* _Data shown_
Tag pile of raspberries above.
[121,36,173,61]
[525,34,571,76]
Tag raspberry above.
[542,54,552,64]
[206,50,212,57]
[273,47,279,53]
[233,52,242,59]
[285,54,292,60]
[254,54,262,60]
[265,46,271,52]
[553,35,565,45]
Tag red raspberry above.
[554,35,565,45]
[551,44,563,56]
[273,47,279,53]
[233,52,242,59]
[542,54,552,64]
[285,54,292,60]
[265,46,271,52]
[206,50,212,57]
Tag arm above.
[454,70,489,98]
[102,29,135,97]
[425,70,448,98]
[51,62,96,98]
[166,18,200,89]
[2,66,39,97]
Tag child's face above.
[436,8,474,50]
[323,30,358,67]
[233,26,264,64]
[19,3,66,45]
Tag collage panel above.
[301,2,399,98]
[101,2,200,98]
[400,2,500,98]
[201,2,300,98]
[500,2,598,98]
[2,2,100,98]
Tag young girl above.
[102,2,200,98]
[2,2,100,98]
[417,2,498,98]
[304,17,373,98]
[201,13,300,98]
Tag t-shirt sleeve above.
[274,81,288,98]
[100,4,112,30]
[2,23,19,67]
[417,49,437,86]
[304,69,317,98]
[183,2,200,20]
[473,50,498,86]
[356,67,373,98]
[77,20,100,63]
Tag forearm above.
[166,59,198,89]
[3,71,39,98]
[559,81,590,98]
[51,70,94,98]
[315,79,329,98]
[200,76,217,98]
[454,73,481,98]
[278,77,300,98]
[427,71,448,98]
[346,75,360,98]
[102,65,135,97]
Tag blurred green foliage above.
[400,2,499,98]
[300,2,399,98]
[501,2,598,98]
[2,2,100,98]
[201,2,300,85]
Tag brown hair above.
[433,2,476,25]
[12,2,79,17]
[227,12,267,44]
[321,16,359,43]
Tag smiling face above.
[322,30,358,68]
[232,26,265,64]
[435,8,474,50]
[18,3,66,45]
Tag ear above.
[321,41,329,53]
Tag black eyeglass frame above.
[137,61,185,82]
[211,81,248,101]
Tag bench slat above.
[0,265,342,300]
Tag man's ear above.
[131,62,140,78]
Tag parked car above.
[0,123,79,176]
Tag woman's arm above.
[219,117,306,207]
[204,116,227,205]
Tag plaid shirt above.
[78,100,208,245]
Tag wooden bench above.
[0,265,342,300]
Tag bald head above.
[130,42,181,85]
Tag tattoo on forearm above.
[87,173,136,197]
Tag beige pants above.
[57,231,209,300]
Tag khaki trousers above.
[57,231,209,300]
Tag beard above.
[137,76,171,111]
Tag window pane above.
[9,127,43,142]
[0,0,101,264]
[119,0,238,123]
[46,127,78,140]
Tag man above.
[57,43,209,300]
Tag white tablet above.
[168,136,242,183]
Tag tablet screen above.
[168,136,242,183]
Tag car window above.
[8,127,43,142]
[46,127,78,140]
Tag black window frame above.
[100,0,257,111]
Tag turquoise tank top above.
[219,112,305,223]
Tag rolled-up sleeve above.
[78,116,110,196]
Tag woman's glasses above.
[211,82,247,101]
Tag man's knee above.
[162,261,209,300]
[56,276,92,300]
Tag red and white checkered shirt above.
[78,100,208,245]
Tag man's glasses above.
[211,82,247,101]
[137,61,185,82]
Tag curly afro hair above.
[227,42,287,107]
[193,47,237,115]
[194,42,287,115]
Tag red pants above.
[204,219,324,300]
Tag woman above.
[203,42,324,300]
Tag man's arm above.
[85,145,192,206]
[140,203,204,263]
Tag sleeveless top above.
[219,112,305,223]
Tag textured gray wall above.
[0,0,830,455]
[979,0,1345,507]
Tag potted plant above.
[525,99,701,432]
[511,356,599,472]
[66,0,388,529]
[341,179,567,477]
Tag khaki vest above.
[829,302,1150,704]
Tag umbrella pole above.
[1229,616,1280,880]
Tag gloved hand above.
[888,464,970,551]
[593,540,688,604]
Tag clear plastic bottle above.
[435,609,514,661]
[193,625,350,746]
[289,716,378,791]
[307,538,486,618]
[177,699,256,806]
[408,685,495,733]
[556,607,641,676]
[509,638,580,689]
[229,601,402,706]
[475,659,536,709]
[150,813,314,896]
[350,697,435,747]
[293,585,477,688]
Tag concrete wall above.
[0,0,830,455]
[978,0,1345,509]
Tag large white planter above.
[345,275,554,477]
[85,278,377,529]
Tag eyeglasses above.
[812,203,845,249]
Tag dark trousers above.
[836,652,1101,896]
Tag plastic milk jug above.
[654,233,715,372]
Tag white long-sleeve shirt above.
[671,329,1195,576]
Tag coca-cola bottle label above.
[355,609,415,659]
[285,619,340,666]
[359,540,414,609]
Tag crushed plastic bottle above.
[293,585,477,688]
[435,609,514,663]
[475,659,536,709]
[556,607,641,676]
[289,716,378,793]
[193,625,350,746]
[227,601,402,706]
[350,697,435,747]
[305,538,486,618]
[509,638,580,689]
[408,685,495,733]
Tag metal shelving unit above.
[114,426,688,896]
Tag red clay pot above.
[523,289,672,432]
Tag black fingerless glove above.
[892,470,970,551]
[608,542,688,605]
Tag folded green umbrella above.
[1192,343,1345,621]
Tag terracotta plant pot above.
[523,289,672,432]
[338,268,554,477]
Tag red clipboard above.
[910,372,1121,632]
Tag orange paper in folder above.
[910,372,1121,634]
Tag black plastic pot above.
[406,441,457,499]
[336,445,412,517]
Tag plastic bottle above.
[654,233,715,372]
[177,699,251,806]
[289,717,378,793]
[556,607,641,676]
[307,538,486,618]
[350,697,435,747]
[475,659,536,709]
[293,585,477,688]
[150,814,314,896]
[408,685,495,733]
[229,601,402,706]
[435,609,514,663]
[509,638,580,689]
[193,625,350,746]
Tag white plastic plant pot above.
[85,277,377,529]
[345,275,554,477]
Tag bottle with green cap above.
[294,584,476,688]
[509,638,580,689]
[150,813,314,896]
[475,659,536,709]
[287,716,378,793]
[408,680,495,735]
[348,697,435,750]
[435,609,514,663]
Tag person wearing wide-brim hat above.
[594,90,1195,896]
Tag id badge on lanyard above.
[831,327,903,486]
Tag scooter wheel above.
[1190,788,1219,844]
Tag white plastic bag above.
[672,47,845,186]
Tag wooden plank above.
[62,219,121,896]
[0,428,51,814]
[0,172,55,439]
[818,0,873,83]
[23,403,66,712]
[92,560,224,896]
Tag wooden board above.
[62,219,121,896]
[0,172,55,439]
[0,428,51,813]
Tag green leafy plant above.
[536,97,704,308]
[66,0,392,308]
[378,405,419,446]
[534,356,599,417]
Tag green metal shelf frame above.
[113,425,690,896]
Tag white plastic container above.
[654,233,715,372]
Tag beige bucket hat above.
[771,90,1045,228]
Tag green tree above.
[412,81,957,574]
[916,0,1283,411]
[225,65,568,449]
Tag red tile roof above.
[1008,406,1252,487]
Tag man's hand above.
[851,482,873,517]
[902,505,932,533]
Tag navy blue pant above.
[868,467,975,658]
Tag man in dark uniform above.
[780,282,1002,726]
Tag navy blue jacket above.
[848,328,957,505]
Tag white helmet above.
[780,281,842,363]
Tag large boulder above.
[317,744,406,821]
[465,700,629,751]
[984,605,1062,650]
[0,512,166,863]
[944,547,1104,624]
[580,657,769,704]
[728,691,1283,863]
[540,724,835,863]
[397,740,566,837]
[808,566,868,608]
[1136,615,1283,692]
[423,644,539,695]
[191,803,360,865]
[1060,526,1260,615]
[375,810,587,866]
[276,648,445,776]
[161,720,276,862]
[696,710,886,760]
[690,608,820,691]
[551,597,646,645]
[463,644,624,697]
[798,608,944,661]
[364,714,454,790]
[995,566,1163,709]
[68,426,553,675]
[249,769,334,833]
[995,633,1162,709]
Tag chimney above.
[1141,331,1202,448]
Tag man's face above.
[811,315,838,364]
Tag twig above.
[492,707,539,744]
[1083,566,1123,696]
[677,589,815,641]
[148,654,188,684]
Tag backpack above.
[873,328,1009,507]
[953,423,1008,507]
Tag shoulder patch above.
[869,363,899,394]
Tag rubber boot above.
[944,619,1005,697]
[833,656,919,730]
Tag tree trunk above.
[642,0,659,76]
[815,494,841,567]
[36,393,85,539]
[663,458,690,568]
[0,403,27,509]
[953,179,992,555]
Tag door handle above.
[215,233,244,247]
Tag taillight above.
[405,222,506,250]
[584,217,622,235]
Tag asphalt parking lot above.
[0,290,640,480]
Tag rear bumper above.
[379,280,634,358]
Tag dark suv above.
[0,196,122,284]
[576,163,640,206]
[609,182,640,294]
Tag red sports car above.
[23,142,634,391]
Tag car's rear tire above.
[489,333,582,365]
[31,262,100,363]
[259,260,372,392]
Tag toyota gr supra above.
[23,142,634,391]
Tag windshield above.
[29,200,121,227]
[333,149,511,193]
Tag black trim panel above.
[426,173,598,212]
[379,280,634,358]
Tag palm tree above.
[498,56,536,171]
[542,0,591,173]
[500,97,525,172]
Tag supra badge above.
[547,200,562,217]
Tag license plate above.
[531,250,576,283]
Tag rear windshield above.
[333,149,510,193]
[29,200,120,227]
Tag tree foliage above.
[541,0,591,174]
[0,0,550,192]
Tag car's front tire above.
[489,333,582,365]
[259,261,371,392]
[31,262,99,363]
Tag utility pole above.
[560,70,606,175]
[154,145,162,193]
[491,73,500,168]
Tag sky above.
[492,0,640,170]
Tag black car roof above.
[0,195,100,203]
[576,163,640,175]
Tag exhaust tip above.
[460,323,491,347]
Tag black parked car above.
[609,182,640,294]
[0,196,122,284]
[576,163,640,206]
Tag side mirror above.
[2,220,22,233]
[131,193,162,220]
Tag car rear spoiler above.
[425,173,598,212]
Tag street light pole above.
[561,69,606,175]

* _Task to carry out_
Lay out every line from the start of the rows up to and including the line with "[100,0,257,111]" as a Markdown table. Use the columns Line No. and Entry, give each line its number, and leave out blank lines.

* _Answer to this problem_
| Line No. | Entry |
|---|---|
| 1 | Tag pile of raspberries above. |
| 2 | [121,36,173,61] |
| 3 | [525,34,571,76] |
| 4 | Tag raspberry above. |
| 5 | [542,54,552,64] |
| 6 | [206,50,212,57] |
| 7 | [273,47,279,53] |
| 8 | [233,52,242,59] |
| 9 | [285,54,292,60] |
| 10 | [254,54,262,60] |
| 11 | [265,46,271,52] |
| 12 | [553,35,565,45] |
| 13 | Tag red raspberry above. |
| 14 | [554,35,565,45] |
| 15 | [551,44,563,56] |
| 16 | [273,47,279,53] |
| 17 | [233,52,242,59] |
| 18 | [542,54,552,64] |
| 19 | [285,54,292,60] |
| 20 | [265,46,271,52] |
| 21 | [206,50,212,57] |
| 22 | Tag arm above. |
| 23 | [454,70,489,98] |
| 24 | [102,29,135,97] |
| 25 | [425,70,448,98] |
| 26 | [51,62,96,98] |
| 27 | [166,18,200,89] |
| 28 | [2,66,39,97] |
| 29 | Tag child's face above. |
| 30 | [436,8,474,50] |
| 31 | [323,30,358,67] |
| 32 | [233,26,264,64] |
| 33 | [19,3,66,45] |
| 34 | Tag collage panel above. |
| 35 | [301,2,399,98] |
| 36 | [101,2,200,98] |
| 37 | [400,2,500,98] |
| 38 | [201,2,300,98] |
| 39 | [500,2,598,98] |
| 40 | [2,2,100,98] |
| 41 | Tag young girl above. |
| 42 | [102,2,200,98] |
| 43 | [2,2,100,98] |
| 44 | [417,2,498,98] |
| 45 | [304,17,373,98] |
| 46 | [201,13,300,98] |
| 47 | Tag t-shirt sleeve above. |
| 48 | [274,81,288,98] |
| 49 | [100,4,112,30] |
| 50 | [2,23,19,67] |
| 51 | [417,49,437,86] |
| 52 | [304,69,317,98] |
| 53 | [183,2,200,20] |
| 54 | [473,50,498,86] |
| 55 | [356,67,373,98] |
| 56 | [77,20,100,63] |
| 57 | Tag forearm above. |
| 58 | [166,59,198,89] |
| 59 | [3,71,39,98] |
| 60 | [559,81,590,98] |
| 61 | [51,70,94,98] |
| 62 | [315,79,329,98] |
| 63 | [200,76,217,98] |
| 64 | [454,73,481,98] |
| 65 | [278,77,300,98] |
| 66 | [427,71,448,98] |
| 67 | [346,75,360,98] |
| 68 | [102,65,135,97] |
| 69 | Tag blurred green foliage above. |
| 70 | [400,2,499,98] |
| 71 | [300,2,399,98] |
| 72 | [501,2,598,98] |
| 73 | [2,2,100,98] |
| 74 | [201,2,300,85] |
| 75 | Tag brown hair above. |
| 76 | [433,2,476,25] |
| 77 | [12,2,79,17] |
| 78 | [227,12,267,44] |
| 79 | [321,16,359,43] |
| 80 | Tag smiling face above. |
| 81 | [322,30,358,68] |
| 82 | [232,26,265,64] |
| 83 | [435,8,474,50] |
| 84 | [18,3,66,45] |
| 85 | Tag ear above. |
| 86 | [321,41,329,53] |
| 87 | Tag black eyeglass frame above. |
| 88 | [137,61,185,82] |
| 89 | [211,81,248,101] |
| 90 | Tag bench slat above. |
| 91 | [0,265,342,300] |
| 92 | Tag man's ear above. |
| 93 | [131,62,140,78] |
| 94 | Tag parked car above. |
| 95 | [0,123,79,176] |
| 96 | Tag woman's arm above. |
| 97 | [219,117,306,207] |
| 98 | [204,116,227,205] |
| 99 | Tag plaid shirt above. |
| 100 | [78,100,208,245] |
| 101 | Tag wooden bench above. |
| 102 | [0,265,342,300] |
| 103 | Tag bald head above. |
| 104 | [130,42,181,85] |
| 105 | Tag tattoo on forearm above. |
| 106 | [87,173,136,197] |
| 107 | Tag beige pants above. |
| 108 | [57,231,209,300] |
| 109 | Tag khaki trousers above. |
| 110 | [57,231,209,300] |
| 111 | Tag beard above. |
| 112 | [137,76,171,111] |
| 113 | Tag window pane above. |
| 114 | [9,127,43,142] |
| 115 | [0,0,101,264] |
| 116 | [119,0,238,123] |
| 117 | [46,127,78,140] |
| 118 | Tag man above. |
| 119 | [57,43,209,300] |
| 120 | Tag white tablet above. |
| 121 | [168,136,242,183] |
| 122 | Tag tablet screen above. |
| 123 | [168,136,242,183] |
| 124 | Tag car window above. |
| 125 | [8,127,43,142] |
| 126 | [46,127,78,140] |
| 127 | Tag black window frame above. |
| 128 | [100,0,257,111] |